_PASSAGE GIVEN:_
The petrophysical results clarified the reservoir zones by assessing the properties, including the porosities, saturation, lithologies, etc., for detailed reservoir facies characterization (Magoba and Opuwari 2020). Figure 6 delineates the reservoir E-Sand potential zones of K-18 and K-19 with an average thickness of about 15 m.

Fig. 6
figure 6

Petrophysical interpretation highlighting the potential of E-Sand of wells: a K-18, b K-19. It shows input log in the correlation track, measure depth in the depth track, resistivity curves in the resistivity track, porosity logs in porosity tracks, VSHL and sandstones volumes in the volumetric track with PHIE in the porosities track and Sw in the saturation track

The key estimated properties of E-Sand are summarized in Table 1. The properties delineated the capability of the potential facies presence throughout the field.

_SOURCE MATERIAL:_
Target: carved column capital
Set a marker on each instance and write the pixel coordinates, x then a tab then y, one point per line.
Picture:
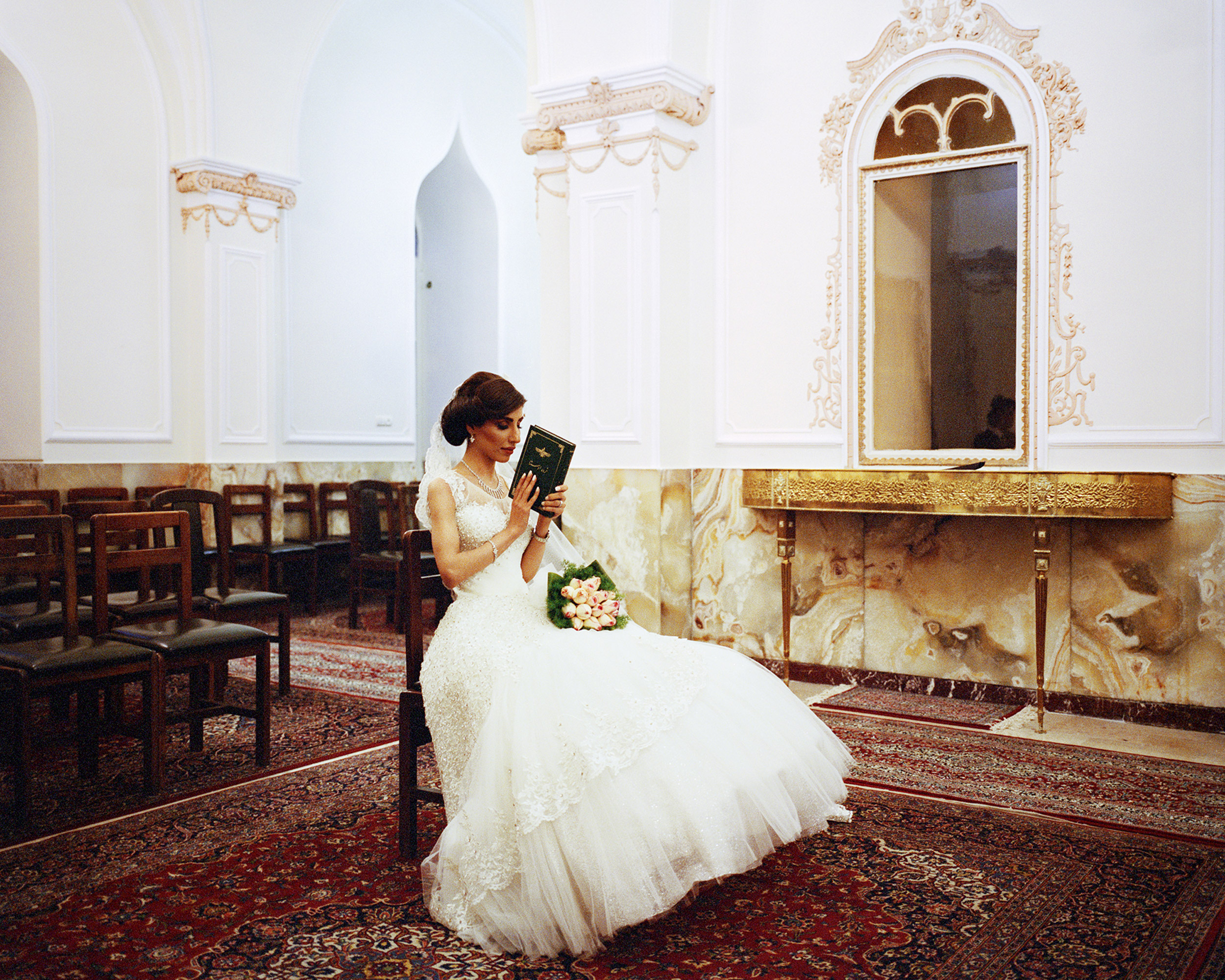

_GIVEN EXERCISE A:_
In the petrophysical passage about the E-Sand, what average thickness is given for the potential zones in wells K-18 and K-19?
_GIVEN EXERCISE B:_
Write the next few sentences of the petrophysical passage about the E-Sand, picking up after its final sentence.

_TASK ANSWER A:_
About 15 m.

_TASK ANSWER B:_
Table 1 Key petrophysical properties within E-Sand

One of the main advantages of the petrophysics results is their usage in the PNN algorithm in relation to elastic properties to approximate the producing facies regarding their reliable elastic and petrophysical responses incorporating heterogeneities (Rathore et al. 2023; Avseth et al. 2009; Dvorkin et al. 2014). The identified potential sands are clearly distinguished on the cross plot of elastic properties in accordance with petrophysical attributes at well locations (K-18 and K-19) (Fig. 7a). The lithofacies are identified using petrophysical cut-off values, i.e., Shale (VSHL > 0.3), Wet sand (VSHL ≤ 0.3, Sw ≥ 0.45), and Gas sand (VSHL ≤ 0.3, Sw ≤ 0.45). The potential sands bear a specific range of low P-impedance < 9000 m/s*g/cc and a Vp/Vs ratio < 1.6 that is distinguished from the remaining shale and gas sands. The polygon-enclosed sand facies are projected in the well cross-section to build a comprehensive petro-elastic relationship, i.e., low P-impedance, Vp/Vs ratio, VSHL, Sw, and high PHIE (Fig. 7).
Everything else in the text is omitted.